Consignes de l'exercice: Renvoyez, s'il vous plaît, chaque ligne qui contient le mot « white », en respectant la casse.

::: Lignes de données :::

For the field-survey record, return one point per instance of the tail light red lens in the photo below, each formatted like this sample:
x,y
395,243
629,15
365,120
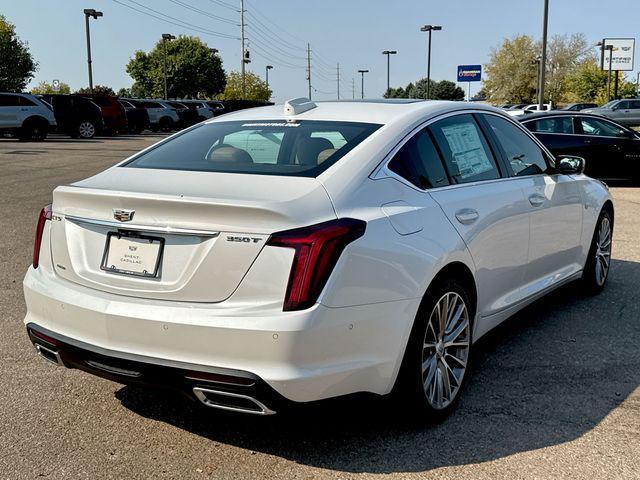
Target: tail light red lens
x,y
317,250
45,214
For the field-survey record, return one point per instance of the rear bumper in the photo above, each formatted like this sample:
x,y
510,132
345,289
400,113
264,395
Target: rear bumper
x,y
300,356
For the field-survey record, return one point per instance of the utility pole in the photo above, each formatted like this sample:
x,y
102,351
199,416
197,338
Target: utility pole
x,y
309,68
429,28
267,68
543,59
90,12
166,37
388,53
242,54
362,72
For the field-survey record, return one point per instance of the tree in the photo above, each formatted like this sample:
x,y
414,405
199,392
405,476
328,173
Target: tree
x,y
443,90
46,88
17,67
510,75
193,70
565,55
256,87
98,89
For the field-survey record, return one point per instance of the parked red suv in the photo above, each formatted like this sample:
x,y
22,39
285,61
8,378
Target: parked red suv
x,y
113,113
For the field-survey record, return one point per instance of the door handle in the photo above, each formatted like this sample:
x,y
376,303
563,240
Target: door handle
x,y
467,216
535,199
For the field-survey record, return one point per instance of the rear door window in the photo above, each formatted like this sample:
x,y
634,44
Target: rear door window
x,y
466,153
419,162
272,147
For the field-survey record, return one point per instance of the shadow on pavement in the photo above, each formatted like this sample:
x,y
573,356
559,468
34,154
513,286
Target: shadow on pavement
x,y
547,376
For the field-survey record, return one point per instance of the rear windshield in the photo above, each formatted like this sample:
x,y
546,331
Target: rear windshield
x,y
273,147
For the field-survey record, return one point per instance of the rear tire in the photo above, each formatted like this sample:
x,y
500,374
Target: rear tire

:::
::: Lignes de données :::

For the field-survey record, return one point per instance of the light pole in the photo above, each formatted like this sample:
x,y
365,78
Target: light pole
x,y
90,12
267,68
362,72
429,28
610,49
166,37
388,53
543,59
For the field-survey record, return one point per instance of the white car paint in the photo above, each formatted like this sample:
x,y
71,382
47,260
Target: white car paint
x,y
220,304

:::

Réponse correcte:
For the field-survey record, return one point per instance of the white car paint in the photo above, each formatted like this sample:
Target: white car paint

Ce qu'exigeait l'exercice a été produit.